### YOUR GOAL:
How many lines in the material below contain the string "rock", with case counting? Reply with the number alone.

### PROVIDED ENTRIES:
::::
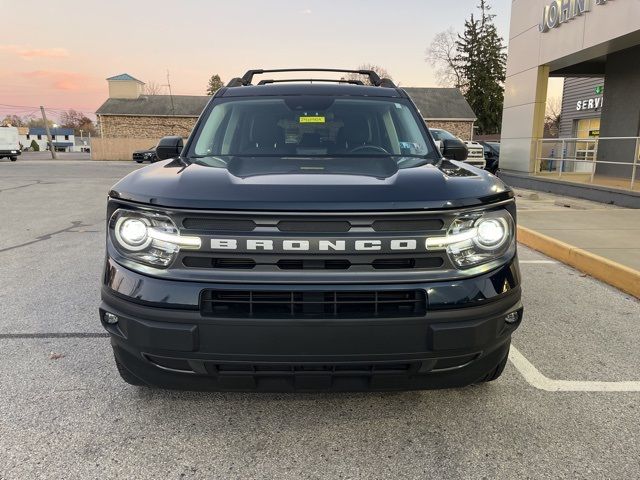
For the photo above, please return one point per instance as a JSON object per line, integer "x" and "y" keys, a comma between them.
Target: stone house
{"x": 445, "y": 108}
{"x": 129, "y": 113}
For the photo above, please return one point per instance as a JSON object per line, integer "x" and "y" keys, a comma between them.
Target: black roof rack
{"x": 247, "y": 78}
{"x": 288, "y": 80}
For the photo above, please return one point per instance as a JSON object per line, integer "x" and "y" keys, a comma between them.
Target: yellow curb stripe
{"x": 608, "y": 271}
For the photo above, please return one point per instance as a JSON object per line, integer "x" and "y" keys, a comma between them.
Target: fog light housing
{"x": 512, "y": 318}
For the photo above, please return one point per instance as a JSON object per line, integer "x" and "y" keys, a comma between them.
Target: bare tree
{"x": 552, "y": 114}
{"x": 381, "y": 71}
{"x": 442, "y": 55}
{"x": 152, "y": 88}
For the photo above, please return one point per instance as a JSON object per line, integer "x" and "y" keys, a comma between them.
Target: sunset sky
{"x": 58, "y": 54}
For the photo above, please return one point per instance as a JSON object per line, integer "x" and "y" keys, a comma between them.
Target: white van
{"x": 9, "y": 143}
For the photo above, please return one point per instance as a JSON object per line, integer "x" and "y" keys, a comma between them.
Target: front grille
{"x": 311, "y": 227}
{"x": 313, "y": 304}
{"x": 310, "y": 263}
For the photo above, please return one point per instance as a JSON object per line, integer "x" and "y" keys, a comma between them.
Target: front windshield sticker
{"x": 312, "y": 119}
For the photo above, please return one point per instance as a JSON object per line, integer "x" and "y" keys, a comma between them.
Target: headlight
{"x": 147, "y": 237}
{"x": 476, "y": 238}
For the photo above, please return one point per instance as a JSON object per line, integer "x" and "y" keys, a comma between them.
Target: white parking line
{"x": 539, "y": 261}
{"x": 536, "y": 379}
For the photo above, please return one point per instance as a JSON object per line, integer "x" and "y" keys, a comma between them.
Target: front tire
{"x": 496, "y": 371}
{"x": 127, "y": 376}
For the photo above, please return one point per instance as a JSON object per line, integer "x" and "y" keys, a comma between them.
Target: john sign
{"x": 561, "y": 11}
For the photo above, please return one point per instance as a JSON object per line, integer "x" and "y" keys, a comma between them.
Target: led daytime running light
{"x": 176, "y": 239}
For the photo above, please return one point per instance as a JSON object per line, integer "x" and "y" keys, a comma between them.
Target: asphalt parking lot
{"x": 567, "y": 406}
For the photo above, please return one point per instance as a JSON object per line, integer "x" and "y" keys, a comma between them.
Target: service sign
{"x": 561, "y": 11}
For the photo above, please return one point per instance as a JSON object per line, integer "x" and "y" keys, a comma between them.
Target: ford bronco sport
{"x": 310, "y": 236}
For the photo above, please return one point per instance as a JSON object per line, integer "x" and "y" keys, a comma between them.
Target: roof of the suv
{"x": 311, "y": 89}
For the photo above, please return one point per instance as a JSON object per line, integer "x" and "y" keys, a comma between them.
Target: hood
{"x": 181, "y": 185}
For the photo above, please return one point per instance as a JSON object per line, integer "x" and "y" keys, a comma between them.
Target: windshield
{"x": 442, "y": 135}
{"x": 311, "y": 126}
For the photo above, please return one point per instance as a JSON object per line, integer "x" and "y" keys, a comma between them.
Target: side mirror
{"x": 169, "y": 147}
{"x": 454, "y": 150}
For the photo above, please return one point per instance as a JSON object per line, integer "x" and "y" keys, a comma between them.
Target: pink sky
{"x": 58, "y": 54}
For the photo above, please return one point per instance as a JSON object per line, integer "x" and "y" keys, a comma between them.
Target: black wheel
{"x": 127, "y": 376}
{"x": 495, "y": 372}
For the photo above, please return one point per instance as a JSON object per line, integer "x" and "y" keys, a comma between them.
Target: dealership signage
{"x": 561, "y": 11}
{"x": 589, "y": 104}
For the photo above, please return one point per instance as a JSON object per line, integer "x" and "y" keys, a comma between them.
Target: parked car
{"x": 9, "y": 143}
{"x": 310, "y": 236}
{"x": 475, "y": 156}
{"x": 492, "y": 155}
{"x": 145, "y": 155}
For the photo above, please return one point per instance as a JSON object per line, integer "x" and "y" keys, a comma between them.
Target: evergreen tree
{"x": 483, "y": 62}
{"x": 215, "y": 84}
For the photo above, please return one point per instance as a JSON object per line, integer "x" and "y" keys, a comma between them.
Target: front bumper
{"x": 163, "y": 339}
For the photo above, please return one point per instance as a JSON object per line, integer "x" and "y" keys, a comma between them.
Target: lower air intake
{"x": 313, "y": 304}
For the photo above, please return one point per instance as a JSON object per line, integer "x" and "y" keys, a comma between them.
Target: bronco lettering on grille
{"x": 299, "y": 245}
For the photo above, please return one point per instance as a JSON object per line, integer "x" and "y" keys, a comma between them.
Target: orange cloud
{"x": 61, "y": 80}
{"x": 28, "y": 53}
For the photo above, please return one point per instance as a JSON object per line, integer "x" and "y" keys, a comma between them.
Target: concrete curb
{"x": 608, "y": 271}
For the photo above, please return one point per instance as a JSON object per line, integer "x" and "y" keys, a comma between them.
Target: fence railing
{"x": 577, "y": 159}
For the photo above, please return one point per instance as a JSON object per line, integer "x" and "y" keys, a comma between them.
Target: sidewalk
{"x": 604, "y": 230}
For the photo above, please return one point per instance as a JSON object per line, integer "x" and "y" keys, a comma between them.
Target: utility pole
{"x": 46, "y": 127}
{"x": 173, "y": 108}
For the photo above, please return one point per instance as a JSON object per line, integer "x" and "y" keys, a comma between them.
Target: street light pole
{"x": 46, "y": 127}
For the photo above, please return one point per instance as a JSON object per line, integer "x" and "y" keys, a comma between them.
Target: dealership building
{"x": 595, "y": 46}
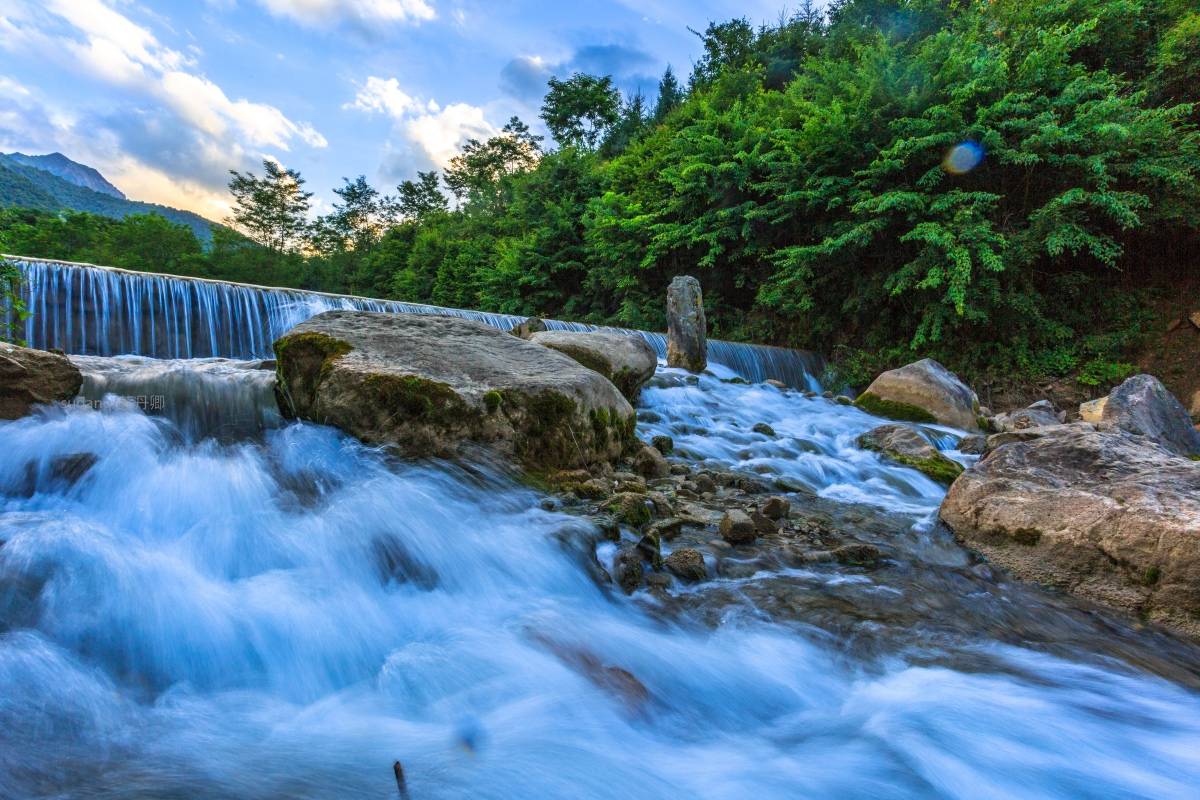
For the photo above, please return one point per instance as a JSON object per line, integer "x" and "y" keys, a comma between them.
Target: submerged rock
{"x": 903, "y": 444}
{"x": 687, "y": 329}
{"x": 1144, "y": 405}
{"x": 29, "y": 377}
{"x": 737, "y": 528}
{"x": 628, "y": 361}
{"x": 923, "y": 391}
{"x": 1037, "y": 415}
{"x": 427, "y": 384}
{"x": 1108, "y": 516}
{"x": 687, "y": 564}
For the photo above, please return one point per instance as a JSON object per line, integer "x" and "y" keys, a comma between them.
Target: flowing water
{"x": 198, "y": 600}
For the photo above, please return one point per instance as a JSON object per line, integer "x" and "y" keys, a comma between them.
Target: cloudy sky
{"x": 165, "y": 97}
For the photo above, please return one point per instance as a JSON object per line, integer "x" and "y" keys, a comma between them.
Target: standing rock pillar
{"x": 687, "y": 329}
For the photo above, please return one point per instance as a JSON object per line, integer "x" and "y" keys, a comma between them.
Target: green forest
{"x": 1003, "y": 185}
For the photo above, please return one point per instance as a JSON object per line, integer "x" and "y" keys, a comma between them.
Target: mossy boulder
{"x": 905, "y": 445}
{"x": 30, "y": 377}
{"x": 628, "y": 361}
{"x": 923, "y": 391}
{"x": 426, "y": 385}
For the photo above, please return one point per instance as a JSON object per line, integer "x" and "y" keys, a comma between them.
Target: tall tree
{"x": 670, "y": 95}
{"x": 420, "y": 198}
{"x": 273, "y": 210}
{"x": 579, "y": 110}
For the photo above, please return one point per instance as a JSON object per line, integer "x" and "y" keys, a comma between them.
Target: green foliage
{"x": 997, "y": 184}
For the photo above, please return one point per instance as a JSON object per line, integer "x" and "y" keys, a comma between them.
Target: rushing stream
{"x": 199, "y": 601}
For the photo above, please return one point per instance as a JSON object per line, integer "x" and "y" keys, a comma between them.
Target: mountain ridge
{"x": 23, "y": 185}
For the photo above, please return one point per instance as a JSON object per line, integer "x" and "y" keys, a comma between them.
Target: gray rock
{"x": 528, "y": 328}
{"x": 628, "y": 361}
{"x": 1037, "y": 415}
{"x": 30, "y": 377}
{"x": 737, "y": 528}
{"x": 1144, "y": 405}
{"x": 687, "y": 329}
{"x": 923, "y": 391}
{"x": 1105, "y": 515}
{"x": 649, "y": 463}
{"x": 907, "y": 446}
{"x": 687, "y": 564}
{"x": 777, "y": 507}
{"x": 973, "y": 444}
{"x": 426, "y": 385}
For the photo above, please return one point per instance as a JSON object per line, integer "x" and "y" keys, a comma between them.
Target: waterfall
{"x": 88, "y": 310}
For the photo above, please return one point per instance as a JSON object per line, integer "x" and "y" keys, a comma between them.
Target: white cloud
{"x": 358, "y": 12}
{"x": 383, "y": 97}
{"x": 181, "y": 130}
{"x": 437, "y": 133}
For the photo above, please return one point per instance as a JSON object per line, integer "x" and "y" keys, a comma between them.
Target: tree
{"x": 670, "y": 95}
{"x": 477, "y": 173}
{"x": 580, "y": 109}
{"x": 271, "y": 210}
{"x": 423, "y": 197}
::::
### RESPONSE TO THIS TASK:
3